AIM OF THE EXERCISE:
List every line below containing "wall".

Photo-based referring expression data:
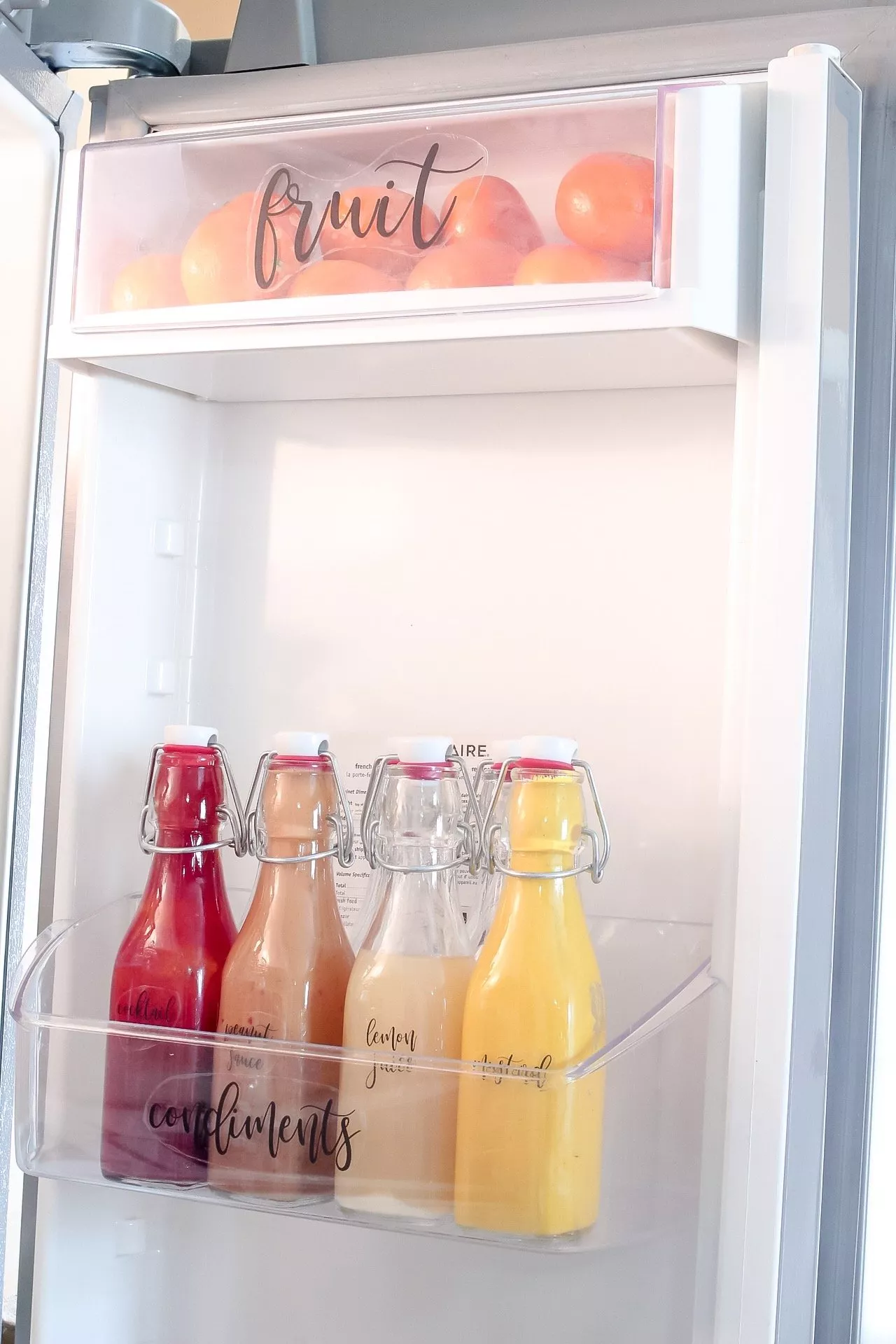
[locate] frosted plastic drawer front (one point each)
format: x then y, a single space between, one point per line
281 1123
377 211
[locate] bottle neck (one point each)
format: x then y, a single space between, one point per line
545 820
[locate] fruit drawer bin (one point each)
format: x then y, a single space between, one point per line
505 192
378 1138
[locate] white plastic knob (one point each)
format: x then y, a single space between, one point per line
548 749
421 750
301 743
188 736
816 49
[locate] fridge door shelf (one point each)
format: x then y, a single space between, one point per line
508 238
638 1098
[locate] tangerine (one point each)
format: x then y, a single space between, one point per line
605 203
491 209
218 262
152 281
378 230
465 265
340 277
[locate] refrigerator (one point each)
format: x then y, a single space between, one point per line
649 508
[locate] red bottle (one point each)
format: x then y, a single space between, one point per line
168 974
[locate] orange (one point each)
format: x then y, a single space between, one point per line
491 209
340 277
564 265
464 265
360 239
216 265
150 281
605 203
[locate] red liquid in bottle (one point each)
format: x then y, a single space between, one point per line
167 974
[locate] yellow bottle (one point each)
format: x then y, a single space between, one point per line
528 1142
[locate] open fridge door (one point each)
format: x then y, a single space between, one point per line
704 461
33 105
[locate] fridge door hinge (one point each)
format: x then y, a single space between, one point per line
272 34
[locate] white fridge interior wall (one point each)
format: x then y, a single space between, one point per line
477 565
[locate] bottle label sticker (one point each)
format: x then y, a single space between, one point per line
149 1006
230 1121
498 1068
257 1025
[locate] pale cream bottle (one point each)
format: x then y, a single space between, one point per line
276 1126
406 995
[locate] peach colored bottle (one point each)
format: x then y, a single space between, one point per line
276 1126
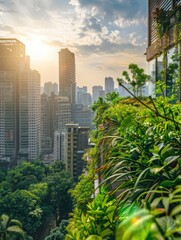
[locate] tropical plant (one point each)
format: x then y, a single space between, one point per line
98 222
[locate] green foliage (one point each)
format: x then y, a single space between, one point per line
59 184
10 228
23 206
137 79
138 155
32 193
58 232
98 222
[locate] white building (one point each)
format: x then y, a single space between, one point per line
109 85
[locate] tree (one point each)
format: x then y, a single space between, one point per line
58 232
10 228
24 206
58 186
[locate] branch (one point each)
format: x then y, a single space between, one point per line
155 111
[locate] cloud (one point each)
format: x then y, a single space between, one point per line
7 28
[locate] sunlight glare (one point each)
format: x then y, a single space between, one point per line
38 50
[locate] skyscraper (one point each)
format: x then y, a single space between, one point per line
96 92
76 142
19 103
109 85
67 82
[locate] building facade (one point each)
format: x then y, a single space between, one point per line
109 85
55 113
67 81
76 142
96 92
50 88
19 89
164 26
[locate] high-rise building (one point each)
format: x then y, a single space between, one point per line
96 92
19 91
109 85
67 82
76 142
163 51
50 88
55 113
29 115
83 97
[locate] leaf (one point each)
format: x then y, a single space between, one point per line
94 237
166 223
171 159
167 183
176 210
166 202
105 233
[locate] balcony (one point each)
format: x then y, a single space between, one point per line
168 29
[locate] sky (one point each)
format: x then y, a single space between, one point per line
105 35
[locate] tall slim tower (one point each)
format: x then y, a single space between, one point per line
67 83
12 63
109 85
19 101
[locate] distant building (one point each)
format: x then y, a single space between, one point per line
83 97
59 146
83 116
55 113
19 91
163 51
29 115
109 85
102 94
50 88
96 92
76 141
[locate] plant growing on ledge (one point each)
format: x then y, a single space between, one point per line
160 19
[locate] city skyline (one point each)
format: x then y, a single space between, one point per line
104 44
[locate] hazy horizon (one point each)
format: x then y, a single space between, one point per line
105 37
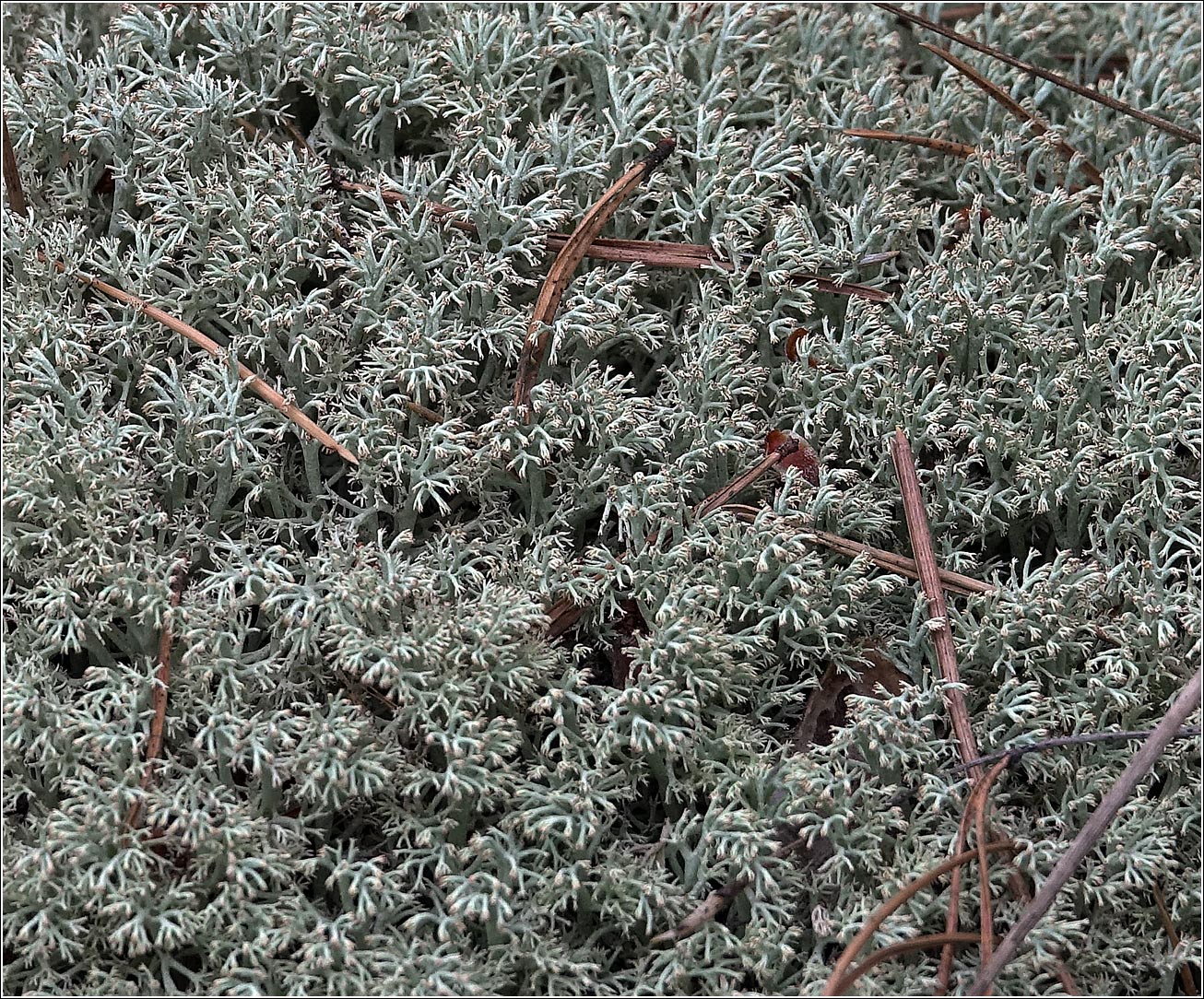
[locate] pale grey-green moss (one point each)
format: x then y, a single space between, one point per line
519 825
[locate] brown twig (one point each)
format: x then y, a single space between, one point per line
1143 759
929 579
256 384
954 582
714 903
939 145
1053 77
159 693
1185 971
12 175
1004 99
895 901
653 253
1014 754
560 274
947 940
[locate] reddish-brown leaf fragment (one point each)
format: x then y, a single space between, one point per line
803 459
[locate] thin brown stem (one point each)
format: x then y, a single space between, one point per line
563 613
929 579
714 903
1185 971
939 145
159 693
1004 99
12 175
1014 754
947 940
952 915
986 916
653 253
1053 77
1187 702
256 384
895 901
570 255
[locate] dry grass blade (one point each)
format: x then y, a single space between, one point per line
929 579
947 940
938 145
1053 77
256 384
1143 759
571 254
841 971
12 175
159 693
1185 971
1004 99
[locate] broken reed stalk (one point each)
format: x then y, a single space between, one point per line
12 175
1187 702
841 971
1053 77
1004 99
159 693
929 579
571 254
945 940
653 253
1185 971
938 145
714 903
256 384
1014 754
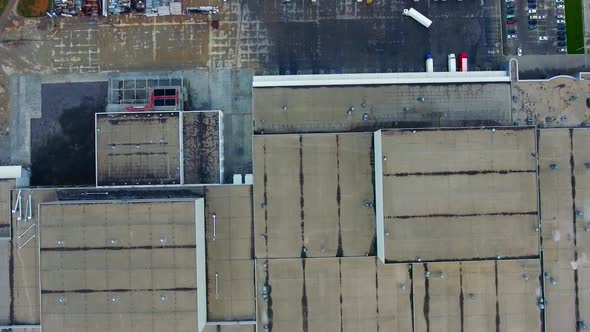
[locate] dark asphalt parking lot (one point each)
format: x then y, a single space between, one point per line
62 140
528 40
346 36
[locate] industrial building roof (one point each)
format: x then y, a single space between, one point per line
448 194
121 266
5 186
202 146
362 294
138 148
313 195
366 108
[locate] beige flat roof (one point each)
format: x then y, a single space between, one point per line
477 296
230 253
5 206
118 266
453 194
327 294
565 241
310 194
363 294
138 148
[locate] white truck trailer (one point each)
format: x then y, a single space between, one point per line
452 63
413 13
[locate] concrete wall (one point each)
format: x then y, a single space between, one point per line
201 264
379 228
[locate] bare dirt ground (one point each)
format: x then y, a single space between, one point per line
83 45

REPLY:
[locate] white fridge interior wall (one point each)
[locate] concrete wall (one point each)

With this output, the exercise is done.